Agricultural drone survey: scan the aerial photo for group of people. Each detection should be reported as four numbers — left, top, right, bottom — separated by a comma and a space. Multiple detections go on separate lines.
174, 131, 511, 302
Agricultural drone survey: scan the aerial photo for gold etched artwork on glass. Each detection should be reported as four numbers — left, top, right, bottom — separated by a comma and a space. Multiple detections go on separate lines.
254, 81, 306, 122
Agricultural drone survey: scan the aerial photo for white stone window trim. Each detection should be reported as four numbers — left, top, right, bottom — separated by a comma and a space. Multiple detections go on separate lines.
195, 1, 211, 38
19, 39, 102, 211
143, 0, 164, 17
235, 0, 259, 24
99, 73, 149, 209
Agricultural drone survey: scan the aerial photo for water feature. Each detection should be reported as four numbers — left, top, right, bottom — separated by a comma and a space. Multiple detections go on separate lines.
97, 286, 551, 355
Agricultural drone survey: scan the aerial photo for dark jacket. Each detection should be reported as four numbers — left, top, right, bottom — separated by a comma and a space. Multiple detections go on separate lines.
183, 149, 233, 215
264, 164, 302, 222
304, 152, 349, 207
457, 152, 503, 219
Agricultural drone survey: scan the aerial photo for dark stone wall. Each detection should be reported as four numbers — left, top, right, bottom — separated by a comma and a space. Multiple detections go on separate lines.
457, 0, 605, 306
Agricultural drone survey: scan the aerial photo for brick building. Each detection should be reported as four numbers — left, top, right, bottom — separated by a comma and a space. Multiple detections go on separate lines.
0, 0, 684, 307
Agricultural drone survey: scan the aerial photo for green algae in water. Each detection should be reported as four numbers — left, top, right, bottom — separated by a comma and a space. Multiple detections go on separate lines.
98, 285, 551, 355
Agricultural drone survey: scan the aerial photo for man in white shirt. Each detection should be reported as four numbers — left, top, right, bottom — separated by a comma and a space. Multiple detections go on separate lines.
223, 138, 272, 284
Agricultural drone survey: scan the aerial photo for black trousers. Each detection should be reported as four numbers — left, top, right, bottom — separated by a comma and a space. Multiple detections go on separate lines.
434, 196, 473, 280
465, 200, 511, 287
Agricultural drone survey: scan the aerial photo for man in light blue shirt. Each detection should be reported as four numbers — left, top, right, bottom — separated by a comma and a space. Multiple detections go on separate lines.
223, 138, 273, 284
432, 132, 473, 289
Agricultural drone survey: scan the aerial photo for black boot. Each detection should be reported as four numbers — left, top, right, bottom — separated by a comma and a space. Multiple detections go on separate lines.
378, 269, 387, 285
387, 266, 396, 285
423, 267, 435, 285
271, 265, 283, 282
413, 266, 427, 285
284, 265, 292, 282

__Work instructions__: Return every one of the items above word for word, with no changes.

__Full answer__:
Agricultural drone survey: scan the aerial photo for group of people. Each detection should be reported as four numbers — left, top, right, bottom — separated by a comma and a space. Multiple detections go on separate lines.
174, 131, 511, 302
Agricultural drone survey: scan the aerial photo for gold etched artwork on glass. Each detection should be reported as four numbers — left, top, right, bottom — separated by a comma and a space. Multiple detections go on separate lines.
254, 81, 306, 122
Agricultural drone survey: scan the aerial photo for white stone window trim. Each detection should be reported as four numbers — left, top, right, bottom — separated by a comma and a space. Multiple detections go on separate lines.
195, 1, 211, 38
19, 39, 102, 211
143, 0, 164, 17
235, 0, 259, 24
99, 73, 149, 209
Agricultural drone survey: scan the aerial photo for water feature. Each detection should be reported as four numbers — left, top, right, bottom — separated by a comma and a space. Multiple detections go on separate lines.
97, 286, 551, 355
Agricultural drone survey: scan the aerial photo for dark jacket. Each detection should be reported as four numbers — left, top, right, bottom — separated by a comma and a space. Multiple detections go on separate lines.
183, 149, 233, 215
264, 164, 302, 222
304, 152, 349, 207
457, 152, 503, 219
Agricultural drone survey: scan the aerial photo for dark stone wall. Each detection should be reported as four numbers — left, top, right, bottom — separated by a comma and a space. Multiple detections go on separate lines.
457, 0, 605, 306
Agricultural drone survey: scan the aerial photo for brick building. Each detection should be reported as four numbers — left, top, right, bottom — separated by a comma and a space. Multiple detections go on separate lines.
0, 0, 684, 307
Agricultural drone survey: scan the aerial photo for green algae in water. Each detection should be reported as four numbers — left, top, right, bottom — separated by a comma and a space. Multiple detections go on separate lines.
98, 285, 551, 355
Agricultural drone survey: scan the aerial photo for man in white shirt. Each detection should be reported as four numbers — left, top, right, bottom — separated by a comma and a space. Multiple detections go on separate lines.
223, 138, 272, 284
Agricultural drone survey: scan the aerial photo for black trousers. Each detection should be reported as four numbers — left, top, right, bottom — separated by a comma and a space. Multiple detections go on separate lines.
434, 196, 473, 280
465, 200, 511, 287
Agricultural drone survey: scan the aerial photo for man in light blue shirt. Each detection should be reported as four numbers — left, top, right, bottom — separated by a comma and a space. Multiple detections go on separate lines.
223, 138, 273, 284
432, 132, 473, 289
Agricultural drone survey: scan the aerial photo for black boot. Each detection should be reported as four numbers — left, top, right, bottom — separated by a comma and a space. Multiple detections go on separate lines.
378, 269, 387, 285
387, 266, 396, 285
423, 267, 435, 285
271, 265, 283, 282
413, 266, 427, 285
284, 265, 292, 282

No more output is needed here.